The service deployment times in fog colonies differ from the ones in the cloud because in the fog colonies no VMs have to be started before deploying the service containers. If a service image is not available locally on the according fog device, the deployment time equals the sum of the time to pull the service image and the startup time of the Docker container. If a service image is available, the service deployment time equals the startup time of the Docker container.

In order to show how services are distributed in the fog landscape by different service placement algorithms, we record the number of deployed services (containers) in each device in fog colonies and in the cloud. We also record the total deployment time of each scenario. Furthermore, we record the computational time of producing a service placement plan depending on the number of service requests.

In order to show how services are recovered in the case of a failure or migrated in the case of device overload, we record average metrics of recovery time per service and time to migrate a service due to a device overload. We also record how fast the framework reacts to a new device appearing in the fog landscape and deploys services on it.

In the area of cloud computing and accordingly in fog computing, experiments are prone to variations due to a multitude of factors, for example, hardware differences and network quality. Some of the factors cannot be mitigated, instead, a sufficient number of repetitions of experiments ensures that their results are not received due to a chance, but have a sound statistical confidence (Papadopoulos et al., 2019). In order to record the mentioned metrics and show the distribution of results, we execute each experiment ten times. Through ten repetitions per experiment it was noted that the results did not show large variations, and it is a reasonable figure for the number of repetitions.

* **Problems to solve**
(a) From the fog computing passage, return the text between "In order to show how services are distributed" and "services on it.", inclusive.
(b) In the fog computing passage, what does the service deployment time equal when a service image is already available on the fog device?

* **Material provided**

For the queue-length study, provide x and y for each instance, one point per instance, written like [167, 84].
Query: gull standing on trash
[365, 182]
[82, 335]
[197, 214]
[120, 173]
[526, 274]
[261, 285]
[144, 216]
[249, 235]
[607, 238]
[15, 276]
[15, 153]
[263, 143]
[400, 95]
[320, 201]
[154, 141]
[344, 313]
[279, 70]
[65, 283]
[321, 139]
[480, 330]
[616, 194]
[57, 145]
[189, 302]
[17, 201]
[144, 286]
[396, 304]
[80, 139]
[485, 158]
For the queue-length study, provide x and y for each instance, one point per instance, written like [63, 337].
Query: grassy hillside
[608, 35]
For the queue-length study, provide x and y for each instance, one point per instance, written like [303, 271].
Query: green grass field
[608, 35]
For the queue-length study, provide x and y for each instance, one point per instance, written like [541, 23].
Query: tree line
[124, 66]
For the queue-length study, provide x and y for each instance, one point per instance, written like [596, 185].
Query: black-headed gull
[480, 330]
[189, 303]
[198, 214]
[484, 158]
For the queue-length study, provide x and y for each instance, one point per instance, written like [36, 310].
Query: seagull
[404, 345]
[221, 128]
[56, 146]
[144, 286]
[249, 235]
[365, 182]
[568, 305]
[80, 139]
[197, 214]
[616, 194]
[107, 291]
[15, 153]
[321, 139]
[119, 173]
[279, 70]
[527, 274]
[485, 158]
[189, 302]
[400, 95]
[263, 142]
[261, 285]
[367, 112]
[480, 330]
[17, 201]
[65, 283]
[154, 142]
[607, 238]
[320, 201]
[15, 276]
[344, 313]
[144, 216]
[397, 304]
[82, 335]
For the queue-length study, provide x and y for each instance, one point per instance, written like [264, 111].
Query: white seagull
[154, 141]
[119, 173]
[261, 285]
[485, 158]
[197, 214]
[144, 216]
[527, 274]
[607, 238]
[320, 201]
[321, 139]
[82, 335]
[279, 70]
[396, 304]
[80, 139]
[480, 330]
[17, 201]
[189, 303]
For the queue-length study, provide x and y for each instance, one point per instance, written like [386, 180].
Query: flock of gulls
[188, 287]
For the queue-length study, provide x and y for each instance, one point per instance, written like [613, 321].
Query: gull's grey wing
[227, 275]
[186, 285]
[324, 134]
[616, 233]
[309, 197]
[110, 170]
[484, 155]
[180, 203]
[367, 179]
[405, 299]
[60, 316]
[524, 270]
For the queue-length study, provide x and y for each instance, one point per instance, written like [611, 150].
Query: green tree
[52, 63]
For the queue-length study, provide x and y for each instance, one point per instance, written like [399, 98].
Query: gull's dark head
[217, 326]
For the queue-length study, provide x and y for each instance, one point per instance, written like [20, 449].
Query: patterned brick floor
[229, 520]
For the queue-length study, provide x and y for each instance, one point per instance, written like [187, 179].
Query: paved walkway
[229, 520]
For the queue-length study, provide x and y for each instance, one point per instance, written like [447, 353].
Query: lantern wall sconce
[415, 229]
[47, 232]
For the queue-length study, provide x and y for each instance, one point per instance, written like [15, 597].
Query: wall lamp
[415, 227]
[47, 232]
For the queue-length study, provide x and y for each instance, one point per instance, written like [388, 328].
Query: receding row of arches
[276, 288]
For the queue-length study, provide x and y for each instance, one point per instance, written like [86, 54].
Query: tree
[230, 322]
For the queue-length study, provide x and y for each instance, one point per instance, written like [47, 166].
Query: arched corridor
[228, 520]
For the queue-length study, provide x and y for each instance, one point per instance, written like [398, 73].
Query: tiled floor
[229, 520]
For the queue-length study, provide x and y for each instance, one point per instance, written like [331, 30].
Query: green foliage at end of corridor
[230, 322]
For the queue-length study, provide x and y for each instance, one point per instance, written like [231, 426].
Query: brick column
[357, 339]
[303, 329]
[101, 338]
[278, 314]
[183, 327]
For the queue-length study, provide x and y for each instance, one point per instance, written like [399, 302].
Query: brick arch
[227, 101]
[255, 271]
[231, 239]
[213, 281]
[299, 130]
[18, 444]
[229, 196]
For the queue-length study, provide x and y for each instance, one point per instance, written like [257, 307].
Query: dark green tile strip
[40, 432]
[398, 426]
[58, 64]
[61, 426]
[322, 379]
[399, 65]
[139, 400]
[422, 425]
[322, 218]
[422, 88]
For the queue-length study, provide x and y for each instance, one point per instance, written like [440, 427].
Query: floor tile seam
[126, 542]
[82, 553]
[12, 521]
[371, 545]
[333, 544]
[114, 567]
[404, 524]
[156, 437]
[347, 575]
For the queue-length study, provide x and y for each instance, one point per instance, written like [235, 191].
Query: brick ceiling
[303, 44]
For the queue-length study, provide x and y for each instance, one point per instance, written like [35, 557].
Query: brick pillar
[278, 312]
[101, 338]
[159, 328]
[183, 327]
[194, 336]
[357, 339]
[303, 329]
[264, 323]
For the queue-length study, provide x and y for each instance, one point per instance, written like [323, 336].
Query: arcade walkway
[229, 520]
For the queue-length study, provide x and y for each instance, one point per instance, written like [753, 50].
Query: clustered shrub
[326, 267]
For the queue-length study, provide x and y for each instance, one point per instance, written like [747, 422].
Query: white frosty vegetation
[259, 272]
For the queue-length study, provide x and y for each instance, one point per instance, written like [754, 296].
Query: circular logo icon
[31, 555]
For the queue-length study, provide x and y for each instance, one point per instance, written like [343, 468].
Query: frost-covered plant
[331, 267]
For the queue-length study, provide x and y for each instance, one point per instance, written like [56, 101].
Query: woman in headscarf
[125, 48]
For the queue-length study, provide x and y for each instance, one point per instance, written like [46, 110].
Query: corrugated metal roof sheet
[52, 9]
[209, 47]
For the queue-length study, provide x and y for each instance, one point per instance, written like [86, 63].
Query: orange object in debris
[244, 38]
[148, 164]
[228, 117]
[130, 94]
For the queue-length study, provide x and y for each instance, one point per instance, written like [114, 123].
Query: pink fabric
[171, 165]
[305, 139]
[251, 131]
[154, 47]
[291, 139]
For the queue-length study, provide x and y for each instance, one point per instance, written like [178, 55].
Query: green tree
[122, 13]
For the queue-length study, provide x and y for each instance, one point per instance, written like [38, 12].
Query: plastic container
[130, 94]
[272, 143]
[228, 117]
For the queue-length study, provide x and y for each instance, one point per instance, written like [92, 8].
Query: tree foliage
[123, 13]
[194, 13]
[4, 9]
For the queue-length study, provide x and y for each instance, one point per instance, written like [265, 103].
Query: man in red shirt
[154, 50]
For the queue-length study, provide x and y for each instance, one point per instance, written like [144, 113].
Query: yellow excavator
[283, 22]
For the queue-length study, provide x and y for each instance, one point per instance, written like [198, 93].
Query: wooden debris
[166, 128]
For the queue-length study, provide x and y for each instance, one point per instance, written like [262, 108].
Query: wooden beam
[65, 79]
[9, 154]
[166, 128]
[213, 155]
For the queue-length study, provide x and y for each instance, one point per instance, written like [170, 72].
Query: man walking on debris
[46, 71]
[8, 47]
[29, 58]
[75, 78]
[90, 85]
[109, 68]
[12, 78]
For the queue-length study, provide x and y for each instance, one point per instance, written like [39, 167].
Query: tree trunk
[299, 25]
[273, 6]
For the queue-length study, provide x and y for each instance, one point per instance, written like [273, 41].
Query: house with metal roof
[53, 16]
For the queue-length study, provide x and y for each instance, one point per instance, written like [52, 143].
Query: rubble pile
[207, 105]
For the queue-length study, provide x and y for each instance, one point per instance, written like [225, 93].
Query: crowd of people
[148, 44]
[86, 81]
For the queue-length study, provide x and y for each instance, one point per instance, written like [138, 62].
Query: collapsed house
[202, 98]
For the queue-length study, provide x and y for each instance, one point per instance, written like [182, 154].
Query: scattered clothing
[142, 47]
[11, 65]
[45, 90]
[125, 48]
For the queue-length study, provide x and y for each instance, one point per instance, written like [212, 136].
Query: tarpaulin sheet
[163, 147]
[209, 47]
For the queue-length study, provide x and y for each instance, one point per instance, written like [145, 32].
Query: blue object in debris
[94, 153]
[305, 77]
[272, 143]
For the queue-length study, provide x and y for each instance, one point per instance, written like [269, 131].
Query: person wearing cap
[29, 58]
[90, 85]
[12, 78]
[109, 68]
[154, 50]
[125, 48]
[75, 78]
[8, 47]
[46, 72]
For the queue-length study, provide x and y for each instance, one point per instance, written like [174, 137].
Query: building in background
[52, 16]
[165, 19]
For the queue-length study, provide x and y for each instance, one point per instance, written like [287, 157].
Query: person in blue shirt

* **Responses**
(a)
In order to show how services are distributed in the fog landscape by different service placement algorithms, we record the number of deployed services (containers) in each device in fog colonies and in the cloud. We also record the total deployment time of each scenario. Furthermore, we record the computational time of producing a service placement plan depending on the number of service requests.

In order to show how services are recovered in the case of a failure or migrated in the case of device overload, we record average metrics of recovery time per service and time to migrate a service due to a device overload. We also record how fast the framework reacts to a new device appearing in the fog landscape and deploys services on it.

(b) It equals the startup time of the Docker container.